• OBJECTIVE 1: Name every television show the article on Asian comedy gives by its title.
• OBJECTIVE 2: From the article on Asian comedy, reproduce word for word the part that opens with the words containing "The concerns of" and closes with "it become ethno-pandering?".

• SUPPLIED TEXT:
★ ★ ★
Funny girl: Comedian Margaret Cho performing at the GLAAD Media Awards in 2005. Photo Kevin Winters/ Getty Images.
For North Americans of Asian descent, the opportunity to watch depictions of themselves on television and in film inspires equal measures of vindication and wincing dread. It’s great to see any Asians on screen, but when they do appear, it’s often in limited roles defined by Western clichés of Asian-ness. Which is why the 2004 film Harold and Kumar Go to White Castle was such a pleasant surprise.
A satire about two stoners, Harold and Kumar was the first mainstream Hollywood comedy to star Asian actors (Korean-born John Cho and Indian-American Kal Penn). It made deft jokes about racial stereotypes, neutralizing the heroes’ “otherness” by portraying many of the white characters — like a farcically racist cop or a sexually adventuresome hillbilly couple — as the weirdos. But Harold and Kumar was, first and foremost, a funny movie about pot smokers with the munchies. The most hilarious scenes — like the chronic-inspired montage in which Kumar dreams about marrying a walking bag of weed, or Neil Patrick Harris’s performance as an ecstasy-taking, sex-obsessed version of himself — had nothing to do with being Asian. The point was that while racism was a buzz-harsh for Harold and Kumar, it didn’t dominate their lives.
Harold and Kumar Go to White Castle highlighted the recent growth of Asian comedy in North America, which now includes pop-culture icon Margaret Cho as well as emerging stars like Mad TV’s Bobby Lee and Dat Phan, the first-season winner of the NBC reality show Last Comic Standing. With their increased visibility and a larger audience, Asian comedians seem to be working with more confidence, greater irreverence and a diminished need to justify their existence.
The concerns of Asian comedians parallel those of any artist working outside the mainstream: How do I define myself? Who is my audience? How much of my work should deal with my ethnicity — and at what point does it become ethno-pandering?
When you've got the munchies...: Actor John Cho as Harold in 2004 comedy Harold & Kumar Go to White Castle. Photo courtesy New Line Cinema.
For early Asian comedians, stereotypes were always an issue. Pat Morita — later known for his roles in Happy Days and the Karate Kid movies — performed stand-up in the 1960s under the billing “the Hip Nip.” Another early Asian comedian was Johnny Yune, who appeared in the film They Call Me Bruce. “[Yune] hosted a TV show in Seoul for many years,” recalls Tennessee-born comedian Henry Cho. “The audience thought he was pretty funny, but I did not. Saying ‘Herro’ instead of ‘Hello’ has never been funny to me.”
Among newer Asian comics, Cho, a Korean-American, is considered a groundbreaker, because his comedy doesn’t dwell on his ethnicity. “My act has always reflected my life: being single, being married, being married with kids. I always wanted to be a comedian first, not just an Asian comedian.”
Still, given the number of specialty nights devoted to Asian comedy, it’s profitable to exploit one’s ethnicity. “It’s easier for me to try to market through an Asian group,” admits Tina Kim, a fellow Korean-American stand-up. “But my comedy is for everyone,” she says, adding that “my favourite jokes are about internet perverts.”
★ ★ ★
• DATA ENTRIES:
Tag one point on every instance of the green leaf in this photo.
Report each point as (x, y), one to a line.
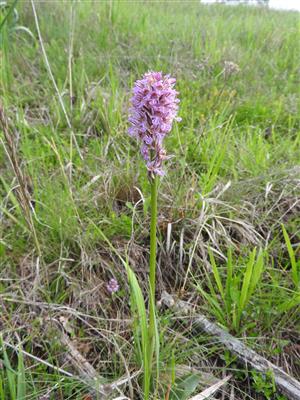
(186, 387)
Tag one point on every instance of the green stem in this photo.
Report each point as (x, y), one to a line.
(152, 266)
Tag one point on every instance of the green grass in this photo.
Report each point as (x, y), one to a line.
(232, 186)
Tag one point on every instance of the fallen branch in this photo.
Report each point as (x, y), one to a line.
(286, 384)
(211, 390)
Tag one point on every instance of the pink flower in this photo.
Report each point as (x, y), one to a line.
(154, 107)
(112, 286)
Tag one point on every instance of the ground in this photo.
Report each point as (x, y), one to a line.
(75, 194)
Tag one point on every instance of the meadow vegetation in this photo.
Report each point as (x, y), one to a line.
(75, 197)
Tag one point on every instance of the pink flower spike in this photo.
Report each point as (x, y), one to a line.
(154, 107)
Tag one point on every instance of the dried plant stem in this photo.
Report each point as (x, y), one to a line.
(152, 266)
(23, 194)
★ ★ ★
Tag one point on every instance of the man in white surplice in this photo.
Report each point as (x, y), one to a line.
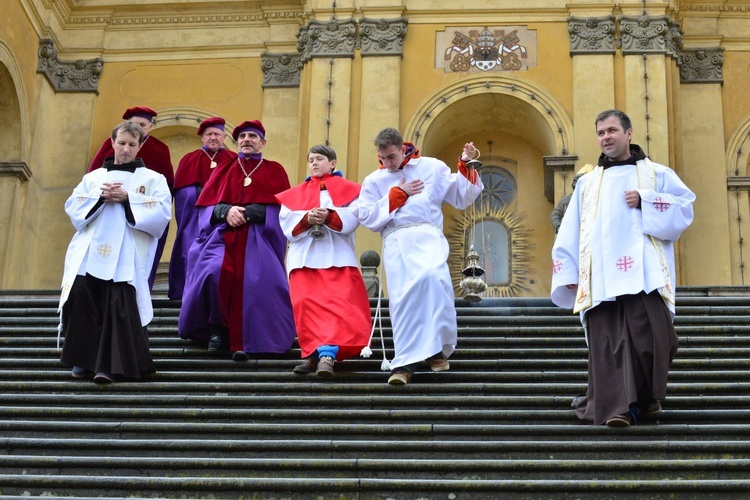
★ ★ ★
• EXERCISE RESPONSE 1: Mad TV, Last Comic Standing, Happy Days

• EXERCISE RESPONSE 2:
The concerns of Asian comedians parallel those of any artist working outside the mainstream: How do I define myself? Who is my audience? How much of my work should deal with my ethnicity — and at what point does it become ethno-pandering?